> [Task objective] Begin at the line that contains "# point at: mazda furai" and stop after the final line of the records. Rewrite every line in that span, requests included, shifting each coordinate in the answers by -30, and leave the pictures out.

> [Data to use]
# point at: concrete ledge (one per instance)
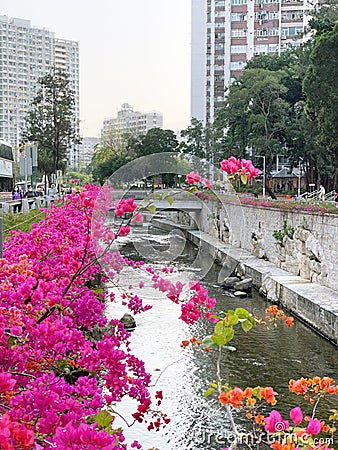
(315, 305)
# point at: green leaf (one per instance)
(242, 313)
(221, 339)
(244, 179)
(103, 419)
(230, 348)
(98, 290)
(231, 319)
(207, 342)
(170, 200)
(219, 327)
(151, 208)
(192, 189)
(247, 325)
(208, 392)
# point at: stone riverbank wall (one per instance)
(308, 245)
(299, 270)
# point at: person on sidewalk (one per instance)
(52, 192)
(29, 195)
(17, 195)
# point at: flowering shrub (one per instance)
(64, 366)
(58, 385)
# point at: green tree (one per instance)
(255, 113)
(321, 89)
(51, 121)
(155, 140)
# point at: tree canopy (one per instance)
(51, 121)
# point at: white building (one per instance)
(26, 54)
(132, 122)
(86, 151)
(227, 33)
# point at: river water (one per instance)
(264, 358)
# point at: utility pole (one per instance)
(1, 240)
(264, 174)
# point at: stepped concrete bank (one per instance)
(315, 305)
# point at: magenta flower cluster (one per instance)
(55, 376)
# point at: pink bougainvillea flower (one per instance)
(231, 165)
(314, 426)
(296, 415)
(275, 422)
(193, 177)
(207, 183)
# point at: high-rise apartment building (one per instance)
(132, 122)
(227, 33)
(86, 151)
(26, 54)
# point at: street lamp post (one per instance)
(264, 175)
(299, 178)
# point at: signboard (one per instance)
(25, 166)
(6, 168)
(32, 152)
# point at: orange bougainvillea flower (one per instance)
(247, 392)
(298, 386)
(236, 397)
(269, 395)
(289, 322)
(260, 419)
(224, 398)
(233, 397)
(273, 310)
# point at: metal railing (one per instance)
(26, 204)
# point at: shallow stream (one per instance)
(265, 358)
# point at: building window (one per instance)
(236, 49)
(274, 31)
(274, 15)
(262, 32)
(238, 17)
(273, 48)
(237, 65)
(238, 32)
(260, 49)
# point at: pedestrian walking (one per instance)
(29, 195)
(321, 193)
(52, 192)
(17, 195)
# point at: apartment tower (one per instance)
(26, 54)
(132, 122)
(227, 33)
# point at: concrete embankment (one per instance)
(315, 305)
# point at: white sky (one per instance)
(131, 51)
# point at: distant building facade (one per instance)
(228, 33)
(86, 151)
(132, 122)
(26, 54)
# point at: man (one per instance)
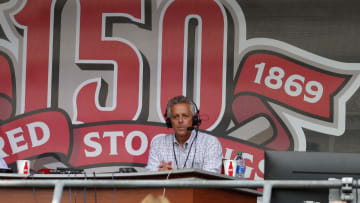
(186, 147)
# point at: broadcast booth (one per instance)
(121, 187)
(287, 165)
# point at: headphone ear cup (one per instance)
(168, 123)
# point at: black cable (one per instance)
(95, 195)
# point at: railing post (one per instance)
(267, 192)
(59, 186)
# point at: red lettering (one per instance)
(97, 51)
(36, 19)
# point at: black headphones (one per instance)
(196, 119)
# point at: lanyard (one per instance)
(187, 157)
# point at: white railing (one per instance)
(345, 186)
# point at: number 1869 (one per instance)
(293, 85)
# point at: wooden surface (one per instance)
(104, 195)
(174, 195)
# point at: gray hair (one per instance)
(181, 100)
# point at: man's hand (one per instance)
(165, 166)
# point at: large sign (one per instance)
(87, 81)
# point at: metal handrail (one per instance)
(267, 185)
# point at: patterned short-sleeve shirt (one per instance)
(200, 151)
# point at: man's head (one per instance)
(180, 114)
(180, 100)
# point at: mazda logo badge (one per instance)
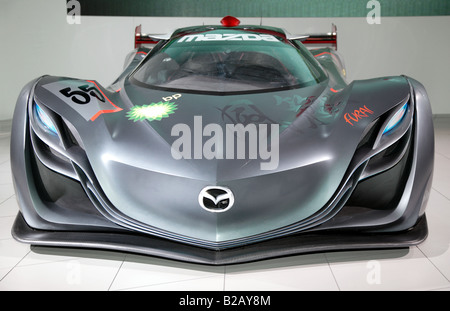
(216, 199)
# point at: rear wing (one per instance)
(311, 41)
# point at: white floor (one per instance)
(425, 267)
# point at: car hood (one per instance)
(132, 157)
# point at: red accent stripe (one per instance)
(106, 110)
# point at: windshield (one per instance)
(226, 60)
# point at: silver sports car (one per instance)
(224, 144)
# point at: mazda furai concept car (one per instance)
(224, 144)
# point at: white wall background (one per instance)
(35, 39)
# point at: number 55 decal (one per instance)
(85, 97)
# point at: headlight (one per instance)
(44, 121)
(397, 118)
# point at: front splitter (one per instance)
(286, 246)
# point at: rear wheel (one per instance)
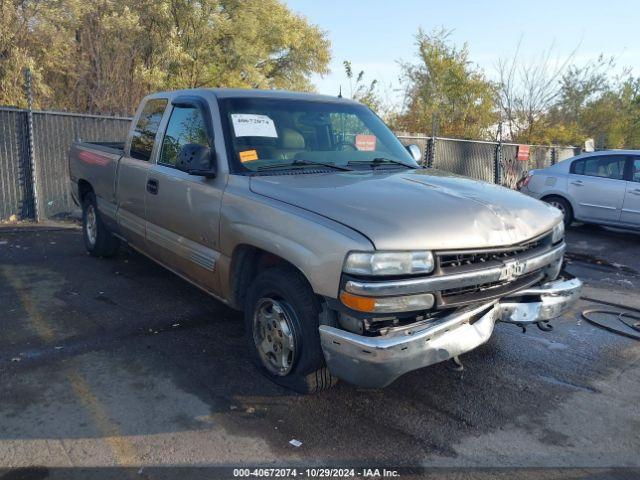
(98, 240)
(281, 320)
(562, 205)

> [Solution for this problem]
# point at: mazda furai concept car (one per instance)
(194, 114)
# point at: white wall background (one per instance)
(5, 9)
# point at: number 55 decal (one per instance)
(55, 67)
# point at: headlight (one per instance)
(14, 91)
(367, 88)
# point at: front splitter (one per instance)
(256, 216)
# point at: rear wheel (one per instance)
(68, 210)
(251, 290)
(532, 175)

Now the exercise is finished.